= Document text =
= Beginning of Section =
In 1853, he finished school and started working as a writer and chancellor in various towns. During this period he began a relationship with the Samogitian poet Karolina Proniewska (Karolina Praniauskaitė) and her family. The two shared a passion for the poetry of Adam Mickiewicz. Praniauskaitė suggested that Baranauskas should try to write more in Lithuanian. In 1856, Karolina's family tried to separate the couple by sponsoring Baranauskas' entry into the Catholic Seminary of Varniai. While studying there, he began to concentrate on the development of the written Lithuanian language, and wrote a commentary on Lithuanian and Samogitian dialects Apie lietuvių ir žemaičių kalbą. It was the first scholarly attempt to distinguish these different Lithuanian dialects.

While in the seminary, Baranauskas started writing poems in Lithuanian, and from that time essentially wrote in that language. One of his earlier works written under the influence of Mickiewicz was Anykščių šilelis (The Forest/Pinewood of Anykščiai). It is considered a classic work of Lithuanian literature. Literature critics consider it as a symbolic reference to Lithuanian history and language. While some critics contend that Baranauskas wrote the poem in anger, in response to an assertion by his lector Alexander Gabszewicz that the Lithuanian language was not beautiful enough to write poems in, others dispute this as a misinterpretation. The poem was first published in 1861, and again in 1862 in Laurynas Ivinskis' Farmers' Calendar.
= End of Section =
= Problems to work on =
A - In the passage about Baranauskas, rewrite everything from "While in the" down to "Ivinskis' Farmers' Calendar.", putting "Literary critics" in place of "Literature critics".
B - Answer these questions using the passage about Baranauskas:
(i) In what year did Baranauskas enter the Catholic Seminary of Varniai?
(ii) Whose poetry did Baranauskas and Praniauskaitė share a passion for?
(iii) Where was Anykščių šilelis published in 1862?

= Raw data =
= Beginning of Section =
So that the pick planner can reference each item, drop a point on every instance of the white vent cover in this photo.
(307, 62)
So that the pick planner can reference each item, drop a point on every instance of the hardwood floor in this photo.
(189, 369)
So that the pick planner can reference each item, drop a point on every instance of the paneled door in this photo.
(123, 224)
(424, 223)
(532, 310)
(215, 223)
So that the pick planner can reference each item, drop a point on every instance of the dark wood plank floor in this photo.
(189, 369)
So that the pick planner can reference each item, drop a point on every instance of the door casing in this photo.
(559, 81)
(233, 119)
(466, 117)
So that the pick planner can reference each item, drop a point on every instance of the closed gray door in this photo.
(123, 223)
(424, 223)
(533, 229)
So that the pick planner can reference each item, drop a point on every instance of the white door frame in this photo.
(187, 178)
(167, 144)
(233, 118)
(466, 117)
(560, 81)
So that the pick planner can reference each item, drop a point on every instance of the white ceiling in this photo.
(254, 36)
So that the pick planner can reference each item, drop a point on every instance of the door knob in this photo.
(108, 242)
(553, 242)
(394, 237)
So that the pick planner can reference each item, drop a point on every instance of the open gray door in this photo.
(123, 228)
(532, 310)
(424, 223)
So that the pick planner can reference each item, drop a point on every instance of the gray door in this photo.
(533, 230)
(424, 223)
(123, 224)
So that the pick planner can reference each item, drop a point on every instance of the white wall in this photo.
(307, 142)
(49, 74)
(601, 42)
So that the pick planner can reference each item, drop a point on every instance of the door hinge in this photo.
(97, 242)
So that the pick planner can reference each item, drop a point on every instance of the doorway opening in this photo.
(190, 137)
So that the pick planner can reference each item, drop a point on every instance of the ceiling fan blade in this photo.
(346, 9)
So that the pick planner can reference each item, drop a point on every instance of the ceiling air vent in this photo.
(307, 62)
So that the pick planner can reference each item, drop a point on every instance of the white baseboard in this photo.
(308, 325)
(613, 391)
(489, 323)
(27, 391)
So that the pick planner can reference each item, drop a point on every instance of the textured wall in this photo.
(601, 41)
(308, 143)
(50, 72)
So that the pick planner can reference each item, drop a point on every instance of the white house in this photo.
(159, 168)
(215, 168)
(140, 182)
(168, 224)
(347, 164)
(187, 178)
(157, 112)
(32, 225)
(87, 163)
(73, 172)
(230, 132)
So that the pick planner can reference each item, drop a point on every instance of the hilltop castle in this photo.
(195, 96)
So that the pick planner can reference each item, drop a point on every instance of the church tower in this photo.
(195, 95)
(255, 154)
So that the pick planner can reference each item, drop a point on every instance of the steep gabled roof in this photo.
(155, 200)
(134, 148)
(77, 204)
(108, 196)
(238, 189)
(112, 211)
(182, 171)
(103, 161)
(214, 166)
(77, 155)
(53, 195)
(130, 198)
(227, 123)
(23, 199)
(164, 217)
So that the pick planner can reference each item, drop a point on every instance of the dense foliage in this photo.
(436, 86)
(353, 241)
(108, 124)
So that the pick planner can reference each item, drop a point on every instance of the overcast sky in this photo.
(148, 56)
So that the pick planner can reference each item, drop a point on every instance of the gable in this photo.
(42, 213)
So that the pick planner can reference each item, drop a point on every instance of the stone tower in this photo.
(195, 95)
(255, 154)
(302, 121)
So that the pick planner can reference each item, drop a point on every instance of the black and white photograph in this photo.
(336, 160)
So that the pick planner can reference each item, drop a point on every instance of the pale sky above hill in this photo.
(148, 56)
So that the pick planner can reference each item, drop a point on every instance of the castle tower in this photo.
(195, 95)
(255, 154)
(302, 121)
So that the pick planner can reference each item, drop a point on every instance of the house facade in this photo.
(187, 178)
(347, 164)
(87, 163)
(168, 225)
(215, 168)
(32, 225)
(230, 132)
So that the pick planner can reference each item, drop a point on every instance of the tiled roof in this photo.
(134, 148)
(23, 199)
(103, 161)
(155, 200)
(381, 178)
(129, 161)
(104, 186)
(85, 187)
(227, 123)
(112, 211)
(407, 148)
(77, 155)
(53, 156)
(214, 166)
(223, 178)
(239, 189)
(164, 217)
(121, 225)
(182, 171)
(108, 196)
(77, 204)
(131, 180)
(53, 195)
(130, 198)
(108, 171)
= End of Section =
= Activity answers =
A -
While in the seminary, Baranauskas started writing poems in Lithuanian, and from that time essentially wrote in that language. One of his earlier works written under the influence of Mickiewicz was Anykščių šilelis (The Forest/Pinewood of Anykščiai). It is considered a classic work of Lithuanian literature. Literary critics consider it as a symbolic reference to Lithuanian history and language. While some critics contend that Baranauskas wrote the poem in anger, in response to an assertion by his lector Alexander Gabszewicz that the Lithuanian language was not beautiful enough to write poems in, others dispute this as a misinterpretation. The poem was first published in 1861, and again in 1862 in Laurynas Ivinskis' Farmers' Calendar.

B -
(i) 1856
(ii) Adam Mickiewicz
(iii) In Laurynas Ivinskis' Farmers' Calendar